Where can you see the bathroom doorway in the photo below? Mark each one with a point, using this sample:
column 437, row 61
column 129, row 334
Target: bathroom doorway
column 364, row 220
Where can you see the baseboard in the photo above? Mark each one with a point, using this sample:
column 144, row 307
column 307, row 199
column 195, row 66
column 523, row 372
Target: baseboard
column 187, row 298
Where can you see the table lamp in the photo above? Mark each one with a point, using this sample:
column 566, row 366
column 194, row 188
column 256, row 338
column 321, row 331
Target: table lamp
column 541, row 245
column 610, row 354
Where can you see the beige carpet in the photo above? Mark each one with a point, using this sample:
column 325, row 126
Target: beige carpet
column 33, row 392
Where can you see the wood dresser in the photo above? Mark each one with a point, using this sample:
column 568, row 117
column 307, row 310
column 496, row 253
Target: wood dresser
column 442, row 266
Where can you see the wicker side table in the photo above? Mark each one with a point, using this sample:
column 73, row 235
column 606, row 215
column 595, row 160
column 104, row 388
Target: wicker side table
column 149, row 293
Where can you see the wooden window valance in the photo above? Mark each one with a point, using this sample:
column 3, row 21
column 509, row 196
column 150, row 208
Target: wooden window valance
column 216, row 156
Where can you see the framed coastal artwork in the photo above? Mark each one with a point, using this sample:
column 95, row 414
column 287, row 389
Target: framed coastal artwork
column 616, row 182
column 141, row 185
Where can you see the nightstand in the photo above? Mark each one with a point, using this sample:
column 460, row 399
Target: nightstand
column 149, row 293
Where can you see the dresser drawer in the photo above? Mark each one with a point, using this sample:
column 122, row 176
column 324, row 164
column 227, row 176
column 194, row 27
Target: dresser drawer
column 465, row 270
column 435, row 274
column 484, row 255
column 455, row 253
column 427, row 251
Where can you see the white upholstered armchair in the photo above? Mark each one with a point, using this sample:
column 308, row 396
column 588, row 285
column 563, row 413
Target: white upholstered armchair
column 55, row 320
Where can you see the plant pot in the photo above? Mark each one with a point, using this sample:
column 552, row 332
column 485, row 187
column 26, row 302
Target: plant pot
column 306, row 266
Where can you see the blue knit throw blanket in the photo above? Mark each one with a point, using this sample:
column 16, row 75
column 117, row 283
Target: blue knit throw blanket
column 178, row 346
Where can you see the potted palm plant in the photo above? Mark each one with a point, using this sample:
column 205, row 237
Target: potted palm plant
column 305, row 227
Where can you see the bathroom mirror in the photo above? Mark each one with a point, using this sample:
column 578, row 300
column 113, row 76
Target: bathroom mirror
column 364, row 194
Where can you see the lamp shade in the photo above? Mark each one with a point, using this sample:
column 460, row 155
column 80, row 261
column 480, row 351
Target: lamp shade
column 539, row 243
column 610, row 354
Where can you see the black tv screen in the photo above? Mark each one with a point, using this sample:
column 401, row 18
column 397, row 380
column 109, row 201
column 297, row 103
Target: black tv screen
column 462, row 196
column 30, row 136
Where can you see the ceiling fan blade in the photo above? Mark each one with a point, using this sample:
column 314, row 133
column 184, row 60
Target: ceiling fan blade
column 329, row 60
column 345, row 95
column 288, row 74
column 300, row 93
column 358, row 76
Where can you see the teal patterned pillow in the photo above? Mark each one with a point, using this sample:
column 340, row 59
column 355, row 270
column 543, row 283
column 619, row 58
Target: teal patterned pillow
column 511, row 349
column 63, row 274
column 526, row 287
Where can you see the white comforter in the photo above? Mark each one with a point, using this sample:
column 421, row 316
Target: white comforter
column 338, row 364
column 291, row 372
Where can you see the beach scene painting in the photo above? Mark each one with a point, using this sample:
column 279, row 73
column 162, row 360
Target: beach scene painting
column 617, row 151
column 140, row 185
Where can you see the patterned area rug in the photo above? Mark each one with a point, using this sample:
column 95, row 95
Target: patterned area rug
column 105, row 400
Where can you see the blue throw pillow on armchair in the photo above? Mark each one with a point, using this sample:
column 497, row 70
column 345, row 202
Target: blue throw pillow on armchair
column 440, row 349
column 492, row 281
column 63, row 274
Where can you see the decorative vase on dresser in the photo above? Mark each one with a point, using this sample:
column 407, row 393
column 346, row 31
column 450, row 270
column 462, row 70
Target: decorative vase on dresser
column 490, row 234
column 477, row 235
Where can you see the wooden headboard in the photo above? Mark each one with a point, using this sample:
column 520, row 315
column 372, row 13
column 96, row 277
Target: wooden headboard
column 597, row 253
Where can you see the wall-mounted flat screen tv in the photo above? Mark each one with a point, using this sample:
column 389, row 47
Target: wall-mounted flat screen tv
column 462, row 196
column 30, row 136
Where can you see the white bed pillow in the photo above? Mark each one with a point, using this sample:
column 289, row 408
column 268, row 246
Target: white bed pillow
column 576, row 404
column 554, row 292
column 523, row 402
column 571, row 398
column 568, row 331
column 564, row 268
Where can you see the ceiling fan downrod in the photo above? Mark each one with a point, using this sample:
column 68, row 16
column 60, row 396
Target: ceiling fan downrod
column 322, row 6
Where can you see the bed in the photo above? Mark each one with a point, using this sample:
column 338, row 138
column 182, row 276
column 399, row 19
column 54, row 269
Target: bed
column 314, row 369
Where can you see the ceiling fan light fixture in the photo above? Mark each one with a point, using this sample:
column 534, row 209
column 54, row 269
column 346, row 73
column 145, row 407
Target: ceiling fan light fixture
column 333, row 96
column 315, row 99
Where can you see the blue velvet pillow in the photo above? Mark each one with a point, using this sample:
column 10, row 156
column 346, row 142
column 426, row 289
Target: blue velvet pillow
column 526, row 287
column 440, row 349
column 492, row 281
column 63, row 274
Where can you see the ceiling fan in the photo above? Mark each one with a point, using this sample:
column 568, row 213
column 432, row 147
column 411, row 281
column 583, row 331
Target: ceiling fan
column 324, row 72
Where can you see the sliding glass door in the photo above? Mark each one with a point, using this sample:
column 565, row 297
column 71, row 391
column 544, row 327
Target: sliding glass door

####

Task directions
Where in the records above does the word "sliding" appear? Copy each line that holds it.

Output of the exercise
Where can you see the sliding glass door in the photo above? Mark each one with a point, using this sample:
Target: sliding glass door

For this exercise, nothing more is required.